* _Input for this task_:
+---+
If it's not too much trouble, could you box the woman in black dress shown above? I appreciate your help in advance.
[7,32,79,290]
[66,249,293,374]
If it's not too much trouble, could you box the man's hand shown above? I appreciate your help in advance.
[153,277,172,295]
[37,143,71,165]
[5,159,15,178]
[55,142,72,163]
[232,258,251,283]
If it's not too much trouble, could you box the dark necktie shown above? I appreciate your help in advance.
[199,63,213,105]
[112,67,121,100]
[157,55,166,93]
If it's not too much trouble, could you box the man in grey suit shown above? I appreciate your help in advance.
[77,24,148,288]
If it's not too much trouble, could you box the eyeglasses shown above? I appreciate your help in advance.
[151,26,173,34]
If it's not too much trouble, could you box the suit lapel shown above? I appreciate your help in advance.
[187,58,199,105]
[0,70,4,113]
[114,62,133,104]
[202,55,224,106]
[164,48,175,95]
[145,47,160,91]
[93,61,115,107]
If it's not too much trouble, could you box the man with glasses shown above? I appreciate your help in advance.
+---+
* _What this task involves_: Recast every line of the listing above as a Markdown table with the columns "Row" and "Line", omitting any blank lines.

* _Solved exercise_:
| Row | Line |
|---|---|
| 1 | If it's not too much trouble, could you box the woman in black dress shown above? I appreciate your help in advance. |
| 2 | [7,32,79,290] |
| 3 | [66,249,293,374] |
| 4 | If it's not too much trouble, could you box the man's hand shown above? I appreciate your help in advance. |
| 5 | [153,277,172,295] |
| 6 | [37,143,71,165] |
| 7 | [5,159,15,178] |
| 8 | [55,142,72,163] |
| 9 | [232,258,251,283] |
| 10 | If it's not too much trouble, could you box the dark necktie shown above? I appreciate your help in advance. |
| 11 | [199,63,213,105] |
| 12 | [112,67,121,100] |
| 13 | [157,55,166,93] |
| 14 | If it's not too much trouble, could you box the man in grey suit shown above? I appreciate your help in advance. |
| 15 | [77,24,148,288] |
| 16 | If it's not too much trouble, could you box the eyeglasses shown above? I appreciate your help in advance. |
| 17 | [151,26,173,34] |
| 18 | If it's not too much trouble, could you box the suit lapel shown above? I appreciate your help in advance. |
| 19 | [187,58,199,105] |
| 20 | [0,70,4,113] |
| 21 | [114,62,133,104] |
| 22 | [202,55,224,106] |
| 23 | [164,48,175,95] |
| 24 | [145,47,160,91] |
| 25 | [93,61,115,107] |
| 26 | If it's not too much trouble, could you box the man with glasses shown above? I appreciate your help in advance. |